Task to carry out — Pull out each line of the material below that contains the string "dark", and copy those lines unchanged in their original order.

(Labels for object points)
++++++++++++++++++++

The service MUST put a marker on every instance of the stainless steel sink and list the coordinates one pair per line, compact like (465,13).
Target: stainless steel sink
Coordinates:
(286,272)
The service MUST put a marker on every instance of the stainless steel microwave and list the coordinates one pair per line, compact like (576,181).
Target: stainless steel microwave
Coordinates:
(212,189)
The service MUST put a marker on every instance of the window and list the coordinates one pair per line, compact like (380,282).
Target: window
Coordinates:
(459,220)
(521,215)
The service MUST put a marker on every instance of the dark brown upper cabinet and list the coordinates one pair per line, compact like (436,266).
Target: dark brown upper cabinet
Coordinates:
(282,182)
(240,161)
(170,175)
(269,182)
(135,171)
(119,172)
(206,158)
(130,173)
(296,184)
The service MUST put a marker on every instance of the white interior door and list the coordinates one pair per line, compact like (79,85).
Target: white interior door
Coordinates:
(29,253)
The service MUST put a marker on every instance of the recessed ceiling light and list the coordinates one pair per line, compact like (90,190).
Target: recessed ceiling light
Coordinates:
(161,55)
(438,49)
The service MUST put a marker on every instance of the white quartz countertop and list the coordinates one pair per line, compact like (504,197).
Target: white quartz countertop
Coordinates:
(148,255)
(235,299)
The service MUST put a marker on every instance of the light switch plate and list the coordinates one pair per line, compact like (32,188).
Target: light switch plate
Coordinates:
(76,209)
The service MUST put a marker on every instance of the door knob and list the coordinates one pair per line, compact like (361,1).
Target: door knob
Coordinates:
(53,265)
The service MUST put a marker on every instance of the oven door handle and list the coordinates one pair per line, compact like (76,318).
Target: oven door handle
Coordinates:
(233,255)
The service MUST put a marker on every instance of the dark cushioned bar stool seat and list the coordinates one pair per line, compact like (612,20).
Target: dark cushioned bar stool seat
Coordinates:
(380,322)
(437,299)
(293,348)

++++++++++++++++++++

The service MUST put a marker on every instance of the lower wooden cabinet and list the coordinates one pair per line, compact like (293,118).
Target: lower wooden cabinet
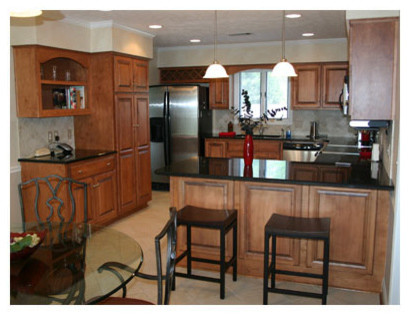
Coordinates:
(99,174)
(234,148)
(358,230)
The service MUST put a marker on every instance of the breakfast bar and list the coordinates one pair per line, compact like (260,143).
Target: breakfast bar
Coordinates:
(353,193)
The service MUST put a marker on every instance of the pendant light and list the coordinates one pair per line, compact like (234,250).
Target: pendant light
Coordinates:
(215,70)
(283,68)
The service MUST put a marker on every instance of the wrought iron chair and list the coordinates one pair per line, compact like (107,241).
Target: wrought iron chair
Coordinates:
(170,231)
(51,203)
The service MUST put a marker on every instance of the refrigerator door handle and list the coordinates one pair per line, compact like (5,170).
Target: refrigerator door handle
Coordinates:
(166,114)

++++++++++++++++++++

Finished task —
The service MUST put a marker on every instance of the dark brown upper cabinet and list the coordinates one pair per line, compact like (436,266).
Target: dark brown upper cabinet
The service MUST put a marker on every instance of the dark cushioned bar stool seat and list the coordinates one pair per line, compact like (612,20).
Target: dark cushioned bar stool seat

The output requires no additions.